··· LISTED ENTRIES

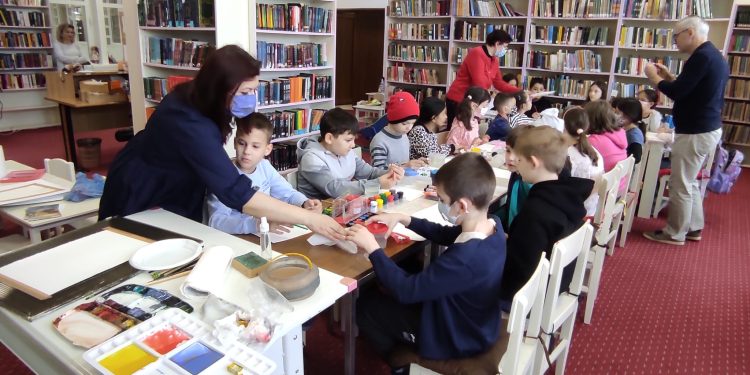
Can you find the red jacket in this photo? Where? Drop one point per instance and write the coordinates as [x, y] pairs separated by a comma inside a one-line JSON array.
[[478, 69]]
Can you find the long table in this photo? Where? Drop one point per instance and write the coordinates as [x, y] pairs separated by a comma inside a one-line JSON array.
[[46, 352]]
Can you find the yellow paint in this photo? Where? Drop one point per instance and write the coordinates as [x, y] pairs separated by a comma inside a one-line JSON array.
[[127, 360]]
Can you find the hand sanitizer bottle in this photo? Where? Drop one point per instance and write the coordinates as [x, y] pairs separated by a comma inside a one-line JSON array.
[[265, 239]]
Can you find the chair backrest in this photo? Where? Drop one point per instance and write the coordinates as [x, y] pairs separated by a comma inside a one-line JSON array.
[[528, 300], [60, 168], [609, 185], [573, 248]]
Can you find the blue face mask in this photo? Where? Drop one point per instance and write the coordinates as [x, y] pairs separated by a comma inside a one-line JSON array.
[[244, 104]]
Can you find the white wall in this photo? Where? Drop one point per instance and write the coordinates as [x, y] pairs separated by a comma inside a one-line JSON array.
[[359, 4]]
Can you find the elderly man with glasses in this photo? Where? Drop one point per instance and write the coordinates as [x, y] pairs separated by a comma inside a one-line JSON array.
[[698, 94]]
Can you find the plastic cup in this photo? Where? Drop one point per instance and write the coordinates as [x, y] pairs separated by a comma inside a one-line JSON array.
[[379, 230]]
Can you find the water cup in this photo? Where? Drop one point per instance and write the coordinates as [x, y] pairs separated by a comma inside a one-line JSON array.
[[436, 160]]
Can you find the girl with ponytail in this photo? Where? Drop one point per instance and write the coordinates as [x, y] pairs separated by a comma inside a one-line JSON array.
[[585, 160]]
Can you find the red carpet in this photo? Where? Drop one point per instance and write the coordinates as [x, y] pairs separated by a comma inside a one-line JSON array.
[[661, 309]]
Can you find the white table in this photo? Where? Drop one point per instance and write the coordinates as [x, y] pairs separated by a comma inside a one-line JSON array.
[[653, 152], [47, 352], [70, 211]]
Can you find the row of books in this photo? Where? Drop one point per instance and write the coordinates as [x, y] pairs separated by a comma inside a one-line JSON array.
[[739, 43], [32, 18], [283, 157], [737, 134], [398, 51], [411, 8], [477, 32], [571, 35], [176, 13], [577, 8], [635, 65], [646, 37], [178, 52], [294, 121], [738, 88], [419, 93], [279, 55], [485, 8], [739, 65], [667, 9], [156, 88], [419, 31], [293, 17], [25, 60], [10, 39], [736, 111], [303, 87], [566, 61], [626, 90], [742, 19], [12, 81], [407, 74], [564, 85]]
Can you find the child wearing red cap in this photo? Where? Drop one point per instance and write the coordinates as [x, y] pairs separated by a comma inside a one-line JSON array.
[[391, 145]]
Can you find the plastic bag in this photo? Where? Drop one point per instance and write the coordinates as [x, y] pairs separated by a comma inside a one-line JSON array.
[[85, 188]]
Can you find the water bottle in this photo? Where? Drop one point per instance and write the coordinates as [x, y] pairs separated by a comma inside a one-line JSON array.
[[265, 239]]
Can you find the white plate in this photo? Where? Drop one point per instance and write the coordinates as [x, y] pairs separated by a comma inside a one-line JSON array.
[[162, 255]]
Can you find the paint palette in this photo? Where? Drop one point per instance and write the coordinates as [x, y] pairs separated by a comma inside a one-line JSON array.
[[174, 342]]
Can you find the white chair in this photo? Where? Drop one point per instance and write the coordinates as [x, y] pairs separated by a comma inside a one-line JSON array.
[[523, 343], [703, 176], [60, 168], [631, 199], [560, 308], [626, 175], [523, 335], [606, 233]]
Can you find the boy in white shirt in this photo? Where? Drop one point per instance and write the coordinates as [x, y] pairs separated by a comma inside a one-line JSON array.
[[252, 144]]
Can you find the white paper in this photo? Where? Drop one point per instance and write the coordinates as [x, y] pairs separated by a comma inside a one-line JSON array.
[[58, 268]]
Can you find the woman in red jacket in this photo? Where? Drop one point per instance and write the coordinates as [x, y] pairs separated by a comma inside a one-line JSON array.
[[481, 67]]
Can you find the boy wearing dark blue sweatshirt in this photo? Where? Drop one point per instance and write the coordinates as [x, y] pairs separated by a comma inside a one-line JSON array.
[[451, 309]]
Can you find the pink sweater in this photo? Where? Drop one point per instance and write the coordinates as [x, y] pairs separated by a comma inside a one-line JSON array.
[[460, 137]]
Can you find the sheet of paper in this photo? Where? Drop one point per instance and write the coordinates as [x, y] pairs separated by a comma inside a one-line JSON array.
[[293, 233], [58, 268]]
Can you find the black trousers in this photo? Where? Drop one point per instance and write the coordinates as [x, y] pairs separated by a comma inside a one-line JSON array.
[[451, 109], [385, 322]]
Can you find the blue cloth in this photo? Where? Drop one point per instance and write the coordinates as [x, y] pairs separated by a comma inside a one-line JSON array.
[[265, 180], [171, 163], [498, 128], [85, 188], [459, 291], [698, 92]]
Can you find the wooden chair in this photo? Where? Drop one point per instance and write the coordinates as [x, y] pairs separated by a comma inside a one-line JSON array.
[[561, 305], [606, 233]]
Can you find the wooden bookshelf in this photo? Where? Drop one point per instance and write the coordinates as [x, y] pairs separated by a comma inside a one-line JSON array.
[[24, 106], [736, 128]]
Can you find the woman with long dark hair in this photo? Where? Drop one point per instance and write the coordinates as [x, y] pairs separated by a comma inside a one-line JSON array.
[[179, 156]]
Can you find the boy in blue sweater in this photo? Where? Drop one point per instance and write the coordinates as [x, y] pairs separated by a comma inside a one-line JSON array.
[[252, 144], [451, 309]]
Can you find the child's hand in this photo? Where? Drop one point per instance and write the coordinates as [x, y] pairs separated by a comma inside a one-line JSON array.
[[391, 220], [363, 238], [313, 205]]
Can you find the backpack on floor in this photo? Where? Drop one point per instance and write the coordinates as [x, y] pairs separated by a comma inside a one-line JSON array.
[[726, 170]]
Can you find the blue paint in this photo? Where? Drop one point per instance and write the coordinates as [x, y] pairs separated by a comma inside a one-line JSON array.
[[196, 358]]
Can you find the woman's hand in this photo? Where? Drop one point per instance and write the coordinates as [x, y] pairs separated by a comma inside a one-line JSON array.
[[362, 238], [326, 226], [390, 220]]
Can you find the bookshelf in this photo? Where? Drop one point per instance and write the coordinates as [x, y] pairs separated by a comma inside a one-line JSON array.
[[736, 111], [614, 33], [25, 55]]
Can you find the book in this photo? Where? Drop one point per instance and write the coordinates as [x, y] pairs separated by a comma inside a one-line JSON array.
[[48, 211]]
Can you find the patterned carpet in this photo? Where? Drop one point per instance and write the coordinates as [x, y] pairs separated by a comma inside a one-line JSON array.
[[661, 309]]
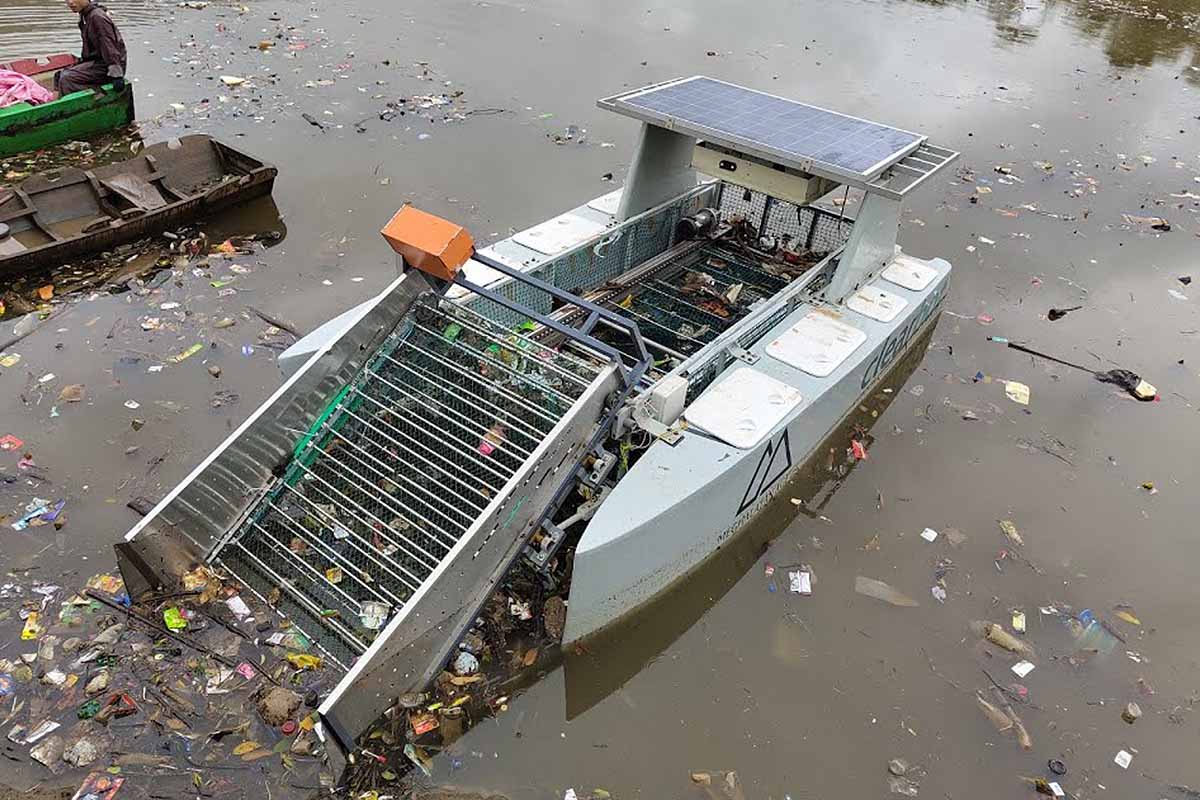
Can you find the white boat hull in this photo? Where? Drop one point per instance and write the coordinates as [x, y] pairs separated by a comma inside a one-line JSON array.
[[679, 504]]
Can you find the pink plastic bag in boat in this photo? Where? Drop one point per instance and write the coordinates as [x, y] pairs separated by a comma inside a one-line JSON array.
[[16, 88]]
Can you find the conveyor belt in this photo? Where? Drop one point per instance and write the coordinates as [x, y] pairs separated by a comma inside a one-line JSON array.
[[397, 469]]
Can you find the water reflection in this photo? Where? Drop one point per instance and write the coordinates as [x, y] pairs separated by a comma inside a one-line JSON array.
[[1131, 35]]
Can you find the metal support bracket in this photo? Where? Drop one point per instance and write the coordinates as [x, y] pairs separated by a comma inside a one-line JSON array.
[[742, 354]]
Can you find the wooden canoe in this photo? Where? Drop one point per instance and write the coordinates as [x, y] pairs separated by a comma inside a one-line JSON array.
[[78, 115], [66, 214]]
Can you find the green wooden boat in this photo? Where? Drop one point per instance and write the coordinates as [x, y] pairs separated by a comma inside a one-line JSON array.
[[78, 115]]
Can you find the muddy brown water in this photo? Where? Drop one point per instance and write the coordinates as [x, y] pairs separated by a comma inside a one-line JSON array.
[[1090, 106]]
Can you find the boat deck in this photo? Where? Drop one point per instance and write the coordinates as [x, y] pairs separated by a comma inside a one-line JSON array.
[[399, 469]]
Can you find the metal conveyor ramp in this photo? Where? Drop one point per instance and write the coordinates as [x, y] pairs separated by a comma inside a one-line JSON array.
[[401, 469]]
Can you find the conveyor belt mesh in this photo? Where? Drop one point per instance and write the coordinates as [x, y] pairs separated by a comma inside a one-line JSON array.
[[399, 468]]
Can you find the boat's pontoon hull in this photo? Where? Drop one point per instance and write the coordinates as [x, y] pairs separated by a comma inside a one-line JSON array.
[[681, 503]]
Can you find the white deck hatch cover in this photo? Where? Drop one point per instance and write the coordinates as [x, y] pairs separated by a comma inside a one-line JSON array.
[[909, 272], [743, 408], [559, 234], [877, 304], [817, 344]]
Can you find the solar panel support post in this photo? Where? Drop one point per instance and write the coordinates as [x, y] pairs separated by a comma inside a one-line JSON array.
[[871, 245], [660, 170]]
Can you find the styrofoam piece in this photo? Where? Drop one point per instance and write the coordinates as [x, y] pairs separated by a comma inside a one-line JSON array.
[[910, 272], [744, 407], [877, 304], [607, 203], [817, 344], [559, 234]]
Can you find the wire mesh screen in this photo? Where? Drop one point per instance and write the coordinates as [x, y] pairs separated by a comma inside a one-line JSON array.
[[802, 228], [399, 469], [796, 227], [595, 262]]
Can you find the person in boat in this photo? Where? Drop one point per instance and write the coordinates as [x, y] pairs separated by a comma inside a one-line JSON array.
[[103, 56]]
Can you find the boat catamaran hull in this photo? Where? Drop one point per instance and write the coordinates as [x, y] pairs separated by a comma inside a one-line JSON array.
[[618, 389]]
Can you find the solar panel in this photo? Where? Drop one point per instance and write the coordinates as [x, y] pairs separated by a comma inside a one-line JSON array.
[[744, 119]]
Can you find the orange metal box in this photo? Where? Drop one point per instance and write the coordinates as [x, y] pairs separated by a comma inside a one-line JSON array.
[[430, 244]]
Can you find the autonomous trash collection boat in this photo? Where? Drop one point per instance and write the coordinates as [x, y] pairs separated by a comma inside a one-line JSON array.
[[607, 396]]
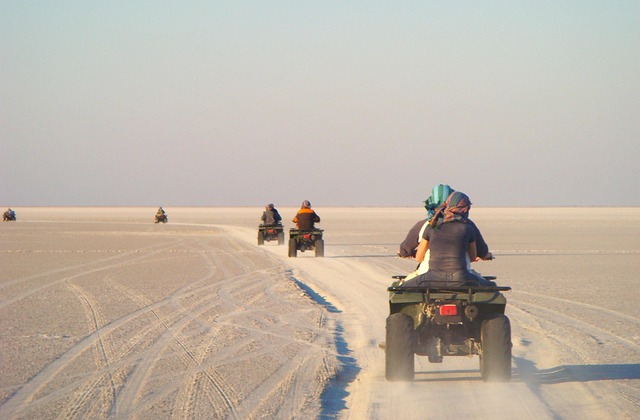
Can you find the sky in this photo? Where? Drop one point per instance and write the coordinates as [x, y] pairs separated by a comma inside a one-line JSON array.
[[343, 103]]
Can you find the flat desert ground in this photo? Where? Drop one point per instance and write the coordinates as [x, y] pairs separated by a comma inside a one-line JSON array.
[[104, 314]]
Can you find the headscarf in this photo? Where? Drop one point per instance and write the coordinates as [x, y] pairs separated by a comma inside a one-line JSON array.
[[454, 209], [439, 193]]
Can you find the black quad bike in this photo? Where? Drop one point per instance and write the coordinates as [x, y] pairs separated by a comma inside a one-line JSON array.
[[303, 240], [438, 322], [270, 233]]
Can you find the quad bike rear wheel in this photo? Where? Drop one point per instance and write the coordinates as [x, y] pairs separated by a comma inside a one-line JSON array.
[[399, 358], [293, 248], [495, 358]]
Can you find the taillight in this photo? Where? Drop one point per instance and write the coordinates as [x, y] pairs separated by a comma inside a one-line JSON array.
[[448, 310]]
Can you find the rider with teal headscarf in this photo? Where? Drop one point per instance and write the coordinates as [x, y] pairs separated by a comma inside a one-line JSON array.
[[451, 240], [439, 194]]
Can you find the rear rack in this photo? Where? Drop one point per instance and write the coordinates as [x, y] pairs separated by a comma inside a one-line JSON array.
[[462, 289]]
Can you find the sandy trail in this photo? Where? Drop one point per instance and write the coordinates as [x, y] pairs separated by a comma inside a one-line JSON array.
[[108, 315]]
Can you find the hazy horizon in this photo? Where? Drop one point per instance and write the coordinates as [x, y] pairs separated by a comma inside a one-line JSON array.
[[358, 104]]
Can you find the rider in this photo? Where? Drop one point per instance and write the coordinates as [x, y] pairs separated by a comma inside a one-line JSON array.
[[270, 216], [451, 240], [9, 214], [306, 217], [409, 246]]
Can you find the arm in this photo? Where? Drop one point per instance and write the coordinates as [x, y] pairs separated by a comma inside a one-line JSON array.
[[423, 246], [482, 249], [471, 250], [408, 246]]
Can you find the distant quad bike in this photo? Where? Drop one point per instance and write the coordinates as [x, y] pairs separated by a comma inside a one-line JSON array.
[[438, 322], [303, 240], [270, 233]]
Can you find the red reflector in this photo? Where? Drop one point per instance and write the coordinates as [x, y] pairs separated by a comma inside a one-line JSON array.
[[448, 310]]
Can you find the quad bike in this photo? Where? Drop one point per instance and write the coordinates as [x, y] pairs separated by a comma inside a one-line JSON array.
[[270, 233], [455, 321], [305, 241]]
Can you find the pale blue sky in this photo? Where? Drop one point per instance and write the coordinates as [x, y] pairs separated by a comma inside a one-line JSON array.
[[351, 103]]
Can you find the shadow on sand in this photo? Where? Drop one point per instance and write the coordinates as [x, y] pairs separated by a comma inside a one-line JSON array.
[[526, 371], [334, 395]]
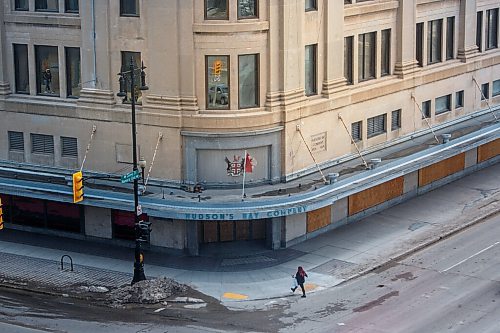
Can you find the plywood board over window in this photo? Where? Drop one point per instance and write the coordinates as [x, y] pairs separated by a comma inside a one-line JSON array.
[[488, 150], [441, 169], [375, 195], [319, 218]]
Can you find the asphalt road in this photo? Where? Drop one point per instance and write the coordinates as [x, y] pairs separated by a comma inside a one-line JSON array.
[[452, 286]]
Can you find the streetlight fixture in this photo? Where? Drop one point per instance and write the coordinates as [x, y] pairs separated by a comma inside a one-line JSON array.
[[130, 75]]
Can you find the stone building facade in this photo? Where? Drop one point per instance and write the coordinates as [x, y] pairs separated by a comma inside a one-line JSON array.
[[295, 84]]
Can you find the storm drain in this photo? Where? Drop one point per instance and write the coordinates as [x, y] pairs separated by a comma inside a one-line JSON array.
[[246, 260]]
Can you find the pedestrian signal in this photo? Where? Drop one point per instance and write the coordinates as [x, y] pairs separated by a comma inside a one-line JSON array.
[[217, 67], [77, 187]]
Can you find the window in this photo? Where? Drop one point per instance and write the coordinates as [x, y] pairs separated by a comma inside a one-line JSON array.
[[450, 38], [419, 47], [479, 31], [426, 109], [311, 5], [216, 10], [434, 40], [247, 9], [217, 82], [16, 141], [356, 131], [443, 104], [129, 7], [496, 88], [69, 147], [459, 99], [248, 80], [47, 5], [135, 59], [21, 5], [396, 120], [21, 68], [47, 70], [348, 59], [485, 91], [73, 79], [492, 28], [366, 56], [71, 6], [376, 125], [385, 68], [42, 144]]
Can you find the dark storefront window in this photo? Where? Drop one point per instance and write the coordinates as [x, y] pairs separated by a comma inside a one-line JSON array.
[[28, 211], [123, 224], [21, 68], [47, 70], [42, 213], [6, 207], [63, 216]]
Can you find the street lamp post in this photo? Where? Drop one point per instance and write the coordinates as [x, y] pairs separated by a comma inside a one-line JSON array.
[[138, 263]]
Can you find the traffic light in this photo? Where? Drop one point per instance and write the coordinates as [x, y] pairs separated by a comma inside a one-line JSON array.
[[77, 187], [1, 215], [144, 229], [217, 67]]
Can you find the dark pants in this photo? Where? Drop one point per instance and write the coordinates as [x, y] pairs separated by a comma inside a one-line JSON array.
[[302, 287]]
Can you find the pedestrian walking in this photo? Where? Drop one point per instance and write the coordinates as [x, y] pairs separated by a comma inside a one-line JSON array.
[[300, 277]]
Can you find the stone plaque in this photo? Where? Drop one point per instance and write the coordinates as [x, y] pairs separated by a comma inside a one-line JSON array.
[[318, 142]]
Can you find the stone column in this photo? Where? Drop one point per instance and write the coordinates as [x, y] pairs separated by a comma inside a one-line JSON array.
[[95, 52], [467, 47], [334, 36], [273, 239], [192, 244], [4, 82], [406, 63], [286, 52]]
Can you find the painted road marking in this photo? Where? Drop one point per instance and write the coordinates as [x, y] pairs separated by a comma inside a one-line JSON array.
[[235, 296], [310, 286], [472, 256]]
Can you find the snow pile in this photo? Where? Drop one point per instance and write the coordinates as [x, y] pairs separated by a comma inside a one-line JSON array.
[[147, 292]]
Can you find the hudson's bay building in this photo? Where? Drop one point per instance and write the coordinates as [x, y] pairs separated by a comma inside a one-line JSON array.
[[254, 108]]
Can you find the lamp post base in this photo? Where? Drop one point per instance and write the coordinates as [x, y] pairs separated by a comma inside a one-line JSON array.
[[138, 273]]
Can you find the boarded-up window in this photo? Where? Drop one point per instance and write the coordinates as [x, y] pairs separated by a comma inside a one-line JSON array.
[[441, 169], [319, 218], [375, 195], [488, 150]]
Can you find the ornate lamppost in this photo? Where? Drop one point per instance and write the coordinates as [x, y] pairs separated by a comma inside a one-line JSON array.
[[130, 76]]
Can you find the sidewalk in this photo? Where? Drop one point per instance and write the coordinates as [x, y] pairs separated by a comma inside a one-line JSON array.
[[329, 259]]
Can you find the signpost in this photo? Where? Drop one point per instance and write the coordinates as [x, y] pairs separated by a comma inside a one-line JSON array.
[[130, 176]]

······

WHAT THE TASK REQUIRES = Everything from the line containing "Can you find the hudson's" to the last line of the entries above should be quoted exactly, and only that.

EXERCISE OUTPUT =
Can you find the hudson's bay building in this photo? Where? Drop one point per instance and write the coordinates as [x, y] pairs separated by a comma inside a one-line JSON array.
[[254, 108]]
Can you find the lamp post base in this photo? Where? Drop one point per instance and write the coordinates as [x, y] pairs separated by a comma inside a one-line JSON array.
[[138, 273]]
Can you find the boarded-up window in this photo? Where? Drop one point per instance and write the coordinates as [x, y] pairs separated by a comma inside a one-line JSON array.
[[441, 169], [319, 218], [375, 195], [488, 150]]
Can you find the ornate lamppost in this photo? Where? Drop one point per instance and write the coordinates as [x, y] pairs separated by a comma inside a one-line JSON array.
[[130, 76]]
Can you find the sidewalk in this photo? Where? Drop one point per instance and write the coordinates as [x, y] pairs separated by a comma inside a one-line JSON array.
[[329, 259]]
Can you find the signpost in this photo? Where? Drop one point per instance and write the coordinates as [x, y] pairs separated by a comma inside a one-line JSON array.
[[130, 176]]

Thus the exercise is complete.